## DIRECTIONS FOR THIS TASK
Reproduce the records below word for word, omitting the pictures.

- - -

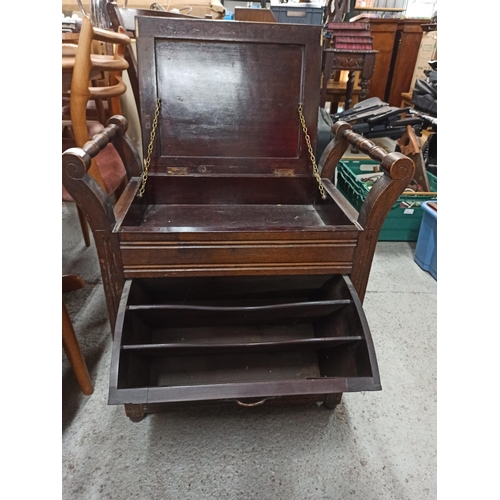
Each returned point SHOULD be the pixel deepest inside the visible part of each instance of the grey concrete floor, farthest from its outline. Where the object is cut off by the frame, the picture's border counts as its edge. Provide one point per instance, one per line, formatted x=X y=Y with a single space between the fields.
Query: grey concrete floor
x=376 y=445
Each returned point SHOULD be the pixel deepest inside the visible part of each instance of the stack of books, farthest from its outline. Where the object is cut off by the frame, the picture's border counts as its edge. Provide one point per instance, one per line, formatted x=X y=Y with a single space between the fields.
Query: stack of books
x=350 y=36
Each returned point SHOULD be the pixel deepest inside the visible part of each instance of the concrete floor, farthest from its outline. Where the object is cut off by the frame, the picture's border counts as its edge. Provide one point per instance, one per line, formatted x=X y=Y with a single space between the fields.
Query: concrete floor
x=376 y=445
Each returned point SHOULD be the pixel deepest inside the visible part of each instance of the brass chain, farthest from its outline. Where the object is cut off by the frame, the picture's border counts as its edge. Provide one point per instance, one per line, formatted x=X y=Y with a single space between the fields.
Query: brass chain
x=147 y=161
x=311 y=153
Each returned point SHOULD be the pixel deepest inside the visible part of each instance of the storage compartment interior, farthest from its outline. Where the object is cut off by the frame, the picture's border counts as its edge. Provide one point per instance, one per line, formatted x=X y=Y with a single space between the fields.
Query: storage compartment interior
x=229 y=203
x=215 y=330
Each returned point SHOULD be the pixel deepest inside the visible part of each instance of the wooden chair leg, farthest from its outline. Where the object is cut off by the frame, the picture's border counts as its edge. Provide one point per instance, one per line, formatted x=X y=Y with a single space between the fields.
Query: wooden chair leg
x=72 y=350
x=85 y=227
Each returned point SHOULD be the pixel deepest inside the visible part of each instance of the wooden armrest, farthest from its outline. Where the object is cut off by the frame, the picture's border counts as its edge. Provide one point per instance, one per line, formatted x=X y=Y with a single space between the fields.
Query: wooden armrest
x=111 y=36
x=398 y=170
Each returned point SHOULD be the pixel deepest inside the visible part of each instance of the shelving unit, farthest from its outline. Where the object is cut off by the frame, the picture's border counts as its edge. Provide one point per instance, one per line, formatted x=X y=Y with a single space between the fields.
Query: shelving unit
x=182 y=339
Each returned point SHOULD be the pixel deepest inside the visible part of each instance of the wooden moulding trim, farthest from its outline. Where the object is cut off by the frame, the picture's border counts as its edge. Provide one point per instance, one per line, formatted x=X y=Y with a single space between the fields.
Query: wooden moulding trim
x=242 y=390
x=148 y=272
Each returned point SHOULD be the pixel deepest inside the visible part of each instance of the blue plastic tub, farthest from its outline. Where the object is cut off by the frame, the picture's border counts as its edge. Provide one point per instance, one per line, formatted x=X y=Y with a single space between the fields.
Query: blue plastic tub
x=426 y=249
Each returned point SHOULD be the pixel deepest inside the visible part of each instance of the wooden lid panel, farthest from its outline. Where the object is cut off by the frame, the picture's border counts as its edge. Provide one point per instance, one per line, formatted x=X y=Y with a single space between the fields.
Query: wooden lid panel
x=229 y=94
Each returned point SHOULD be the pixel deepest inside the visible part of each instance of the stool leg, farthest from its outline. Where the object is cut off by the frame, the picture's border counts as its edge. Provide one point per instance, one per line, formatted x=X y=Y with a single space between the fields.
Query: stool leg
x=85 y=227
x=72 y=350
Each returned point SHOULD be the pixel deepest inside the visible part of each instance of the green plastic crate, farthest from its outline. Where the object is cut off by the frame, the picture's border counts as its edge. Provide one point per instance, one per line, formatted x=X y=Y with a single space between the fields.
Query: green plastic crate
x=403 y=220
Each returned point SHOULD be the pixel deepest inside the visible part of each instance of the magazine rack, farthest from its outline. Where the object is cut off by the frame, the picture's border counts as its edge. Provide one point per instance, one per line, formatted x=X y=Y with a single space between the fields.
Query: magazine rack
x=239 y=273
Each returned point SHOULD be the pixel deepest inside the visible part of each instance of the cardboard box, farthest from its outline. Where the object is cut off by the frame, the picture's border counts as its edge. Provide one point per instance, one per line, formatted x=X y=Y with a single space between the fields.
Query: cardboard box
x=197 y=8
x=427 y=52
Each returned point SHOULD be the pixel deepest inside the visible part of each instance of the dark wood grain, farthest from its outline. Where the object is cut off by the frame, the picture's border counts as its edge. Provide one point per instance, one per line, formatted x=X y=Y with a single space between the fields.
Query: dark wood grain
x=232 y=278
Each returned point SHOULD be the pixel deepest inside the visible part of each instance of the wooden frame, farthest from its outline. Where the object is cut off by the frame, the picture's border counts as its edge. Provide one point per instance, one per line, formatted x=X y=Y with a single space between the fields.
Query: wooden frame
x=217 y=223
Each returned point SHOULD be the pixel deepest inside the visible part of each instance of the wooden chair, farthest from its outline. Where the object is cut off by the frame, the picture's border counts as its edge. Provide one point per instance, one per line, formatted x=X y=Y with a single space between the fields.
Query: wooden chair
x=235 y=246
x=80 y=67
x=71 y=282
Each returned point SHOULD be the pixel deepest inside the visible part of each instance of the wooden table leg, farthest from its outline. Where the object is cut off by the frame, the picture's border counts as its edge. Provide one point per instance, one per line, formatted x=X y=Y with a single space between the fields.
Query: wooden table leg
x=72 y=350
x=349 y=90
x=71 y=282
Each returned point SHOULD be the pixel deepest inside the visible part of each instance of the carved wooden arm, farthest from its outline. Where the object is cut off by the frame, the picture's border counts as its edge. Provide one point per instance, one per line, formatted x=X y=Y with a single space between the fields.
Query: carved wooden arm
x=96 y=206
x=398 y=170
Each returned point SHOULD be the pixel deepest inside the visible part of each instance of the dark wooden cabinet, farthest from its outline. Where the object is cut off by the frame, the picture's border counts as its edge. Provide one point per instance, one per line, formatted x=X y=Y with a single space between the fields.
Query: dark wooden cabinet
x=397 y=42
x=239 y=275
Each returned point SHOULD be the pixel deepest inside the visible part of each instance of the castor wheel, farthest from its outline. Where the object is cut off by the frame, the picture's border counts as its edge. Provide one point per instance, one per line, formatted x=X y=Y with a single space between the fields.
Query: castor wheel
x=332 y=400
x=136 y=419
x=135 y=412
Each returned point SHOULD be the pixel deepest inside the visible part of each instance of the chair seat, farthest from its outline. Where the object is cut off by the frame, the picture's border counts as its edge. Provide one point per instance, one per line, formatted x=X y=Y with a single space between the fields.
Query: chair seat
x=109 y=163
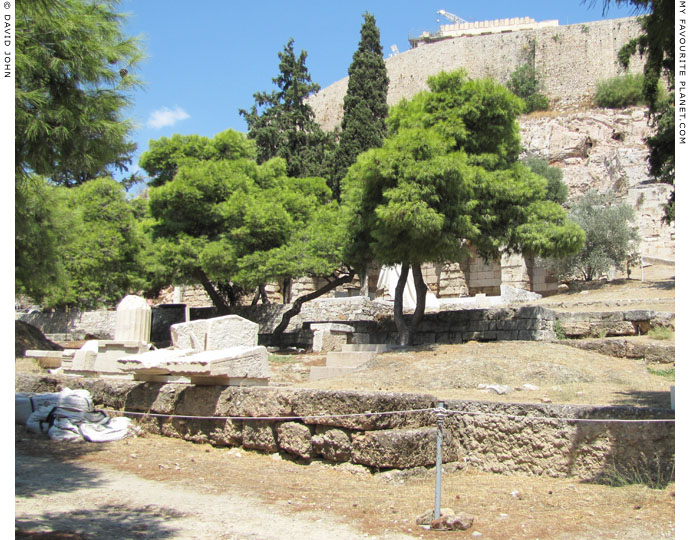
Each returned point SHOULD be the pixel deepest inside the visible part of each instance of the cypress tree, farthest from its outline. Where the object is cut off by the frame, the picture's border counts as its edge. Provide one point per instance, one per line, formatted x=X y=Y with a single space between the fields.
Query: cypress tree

- - -

## RESPONSE TO THIS EXERCISE
Each returned point SHOULD be the pixel deepest inside the visible part of each instance of the grey concrete floor, farthest from its outline. Where the object is cut off by the frame, the picture's border counts as its edge. Provide one point per instance, one per line, formatted x=X y=Y with a single space between the fields.
Query: grey concrete floor
x=376 y=445
Each returned point SHOULD be the pixel deepest inside the visible part of each instance of the stack of books, farthest from its outline. Where the object is cut off by the frame, the picture's border counts as its edge. Provide one point per instance, one per line, formatted x=X y=Y with a single space between the fields.
Query: stack of books
x=350 y=36
Each returned point SHOULD be the pixel deepest inside the visible part of each instance of the concrete floor, farthest from its outline. Where the object is cut off by the frame, the picture's border counts as its edge. Provide one point per instance, one per line, formatted x=X y=Y with a single space between the fields.
Query: concrete floor
x=376 y=445
Each returned point SHOULD be the pixel deepest inside the visible part of each instance of the brass chain, farthest from its outline. Where the object is cut off by the frame, the picture's border counts as its edge. Provide one point per instance, one per line, formatted x=X y=Y with a single space between the fields.
Query: brass chain
x=147 y=161
x=311 y=153
Each returned point SHOULD be the pixel deepest inside the visible part of each instance of the storage compartment interior, farthest from its outline. Where the object is cut off by the frame, the picture's border counts as its edge. Provide one point per instance, one per line, formatted x=X y=Y with a single space between the fields.
Query: storage compartment interior
x=229 y=203
x=215 y=330
Each returned point SHOULD be the pixel deepest inside the visible part of each instance of the wooden chair leg, farthest from its outline. Where the object is cut off by the frame, the picture's border counts as its edge. Provide one point per instance, one per line, formatted x=X y=Y with a single space between the fields.
Query: wooden chair leg
x=72 y=350
x=85 y=227
Each returned point SHOULD be the pixel deepest inside the visible part of each instance of the wooden armrest, farthest from its outline. Where the object is cut off by the frame, the picture's border counts as its edge. Provide one point per instance, one per line, formatted x=X y=Y with a single space between the fields.
Query: wooden armrest
x=111 y=36
x=398 y=170
Each returned point SHOULD be the pixel deepest inside the visible part of each instance of the shelving unit, farthest from its outline. Where the object is cut off by the frame, the picture's border counts as its edge. Provide one point per instance, one per line, formatted x=X y=Y with a single space between the fields.
Query: shelving unit
x=182 y=339
Each returned point SHOULD be the pixel deepest inside the visible part of each instance of the wooden moulding trim, farthest from its outline. Where the object is cut off by the frame, the picture's border counts as its edge. Provide one point per instance, one per line, formatted x=X y=Y with a single space between the fields.
Query: wooden moulding trim
x=242 y=390
x=148 y=272
Each returned point SHOULD be the pixel deepest inside the visible part of each instance of the blue plastic tub, farthest from its outline. Where the object is cut off by the frame, the picture's border counts as its edge. Provide one point per instance, one per line, formatted x=X y=Y with a single space between the fields.
Query: blue plastic tub
x=426 y=249
Each returned point SHOULD be the pixel deepest inside the visible part of each instance of the wooden lid panel, farthest from its outline. Where the object is cut off by the frame, the picture's border counts as its edge. Provide one point per instance, one per line, formatted x=X y=Y with a single space between the fields.
Query: wooden lid panel
x=229 y=94
Each returned point SHOULD be the pixel deepest inside the visible part of each instance of the stool leg, farthest from its outline. Where the object is cut off by the frame, the picture's border counts as its edge. Provide one point per instance, one per line, formatted x=X y=Y with a single space between the fields.
Query: stool leg
x=85 y=227
x=72 y=350
Each returned point SHOULD be the pixel deepest inside the visible part of each instance of the green plastic crate, farthest from its outline. Where the object is cut off by the frame, the picture's border counts as its edge. Provide one point per instance, one per line, formatted x=X y=Y with a single space between the fields.
Query: green plastic crate
x=403 y=220
Each returned point SHOULD be the pixel deepest inside the visible part of each instance of the magazine rack, farthest from its outline. Where the object is cut off by the frame, the picture's border counts as its edge. Provide one point per instance, one per line, formatted x=X y=Y with a single space between the fields.
Query: magazine rack
x=239 y=273
Each returned point SHOULD be the pixel deepest inside the visible part of each instance of the cardboard box, farthest from its outline. Where the object is cut off by the frame, the picture's border counts as its edge. Provide one point per instance, one per line, formatted x=X y=Y with a single space between the fields.
Query: cardboard box
x=197 y=8
x=427 y=52
Each returned point SHOULD be the pixel deepest inside the visible part of each instance of the dark wood grain, farthest from its outline. Where the object is cut off by the frame, the picture's border counts as its edge. Provide one point per instance, one per line, formatted x=X y=Y with a single space between the fields.
Query: dark wood grain
x=232 y=278
Each returned point SHOULD be the pixel deepest inside the visible part of each instance of the wooden frame, farthest from its outline. Where the object is cut off by the frame, the picture's border counts as its edge. Provide one point per instance, one per line, formatted x=X y=Y with a single space between the fields.
Query: wooden frame
x=217 y=223
Each returned point SHOULD be the pixel deepest inside the visible part of each instance of the wooden chair, farthest from its outline. Where the object is cut off by the frame, the picture's border counts as its edge. Provide one point per instance, one per line, formatted x=X y=Y with a single space between the fields.
Query: wooden chair
x=235 y=246
x=80 y=67
x=71 y=282
Each returned point SHOULD be the pixel deepest inside the visible part of each instance of the wooden table leg, farthest from its outline. Where the object is cut off by the frame, the picture's border counts as its edge. Provide one point per instance, one per line, formatted x=X y=Y with a single space between the fields.
Query: wooden table leg
x=72 y=350
x=349 y=90
x=71 y=282
Each returned point SHOULD be the pixel deepest inside the visible part of each instance of the carved wooden arm, farthest from its outline. Where the object is cut off by the frame, the picture's border counts as its edge. Provide one point per instance, one per line, formatted x=X y=Y with a single space between the fields.
Query: carved wooden arm
x=96 y=206
x=398 y=170
Each returned point SHOULD be the pixel deepest inside the visible part of each instance of the dark wooden cabinet, farthest from its outline. Where the object is cut off by the frame, the picture's border counts as its edge. Provide one point per instance, one per line, formatted x=X y=Y with a single space between the fields.
Query: dark wooden cabinet
x=397 y=42
x=239 y=275
Each returned point SHOULD be the pixel deepest inside the visible part of each instance of the castor wheel, farthest from its outline. Where the object is cut off by the frame, the picture's border counts as its edge. Provide one point per instance, one per line, formatted x=X y=Y with a single space between the fields.
Query: castor wheel
x=332 y=400
x=136 y=419
x=135 y=412
Each returned point SHOULD be the pixel deepest inside the visible part of each instance of the chair seat, farthest from its outline. Where the object is cut off by the frame, the picture's border counts as its edge. Provide one point per instance, one per line, formatted x=X y=Y with a single space between the fields.
Query: chair seat
x=109 y=163
Each returned point SHOULD be the pixel deepest inside the visible part of each instance of the cypress tree, farthest from its outline. Where the object is cut off by the frame, the picture's border counts as its edge. Provide one point per instance, one per line, formatted x=X y=Y with a single space between the fields.
Query: cypress tree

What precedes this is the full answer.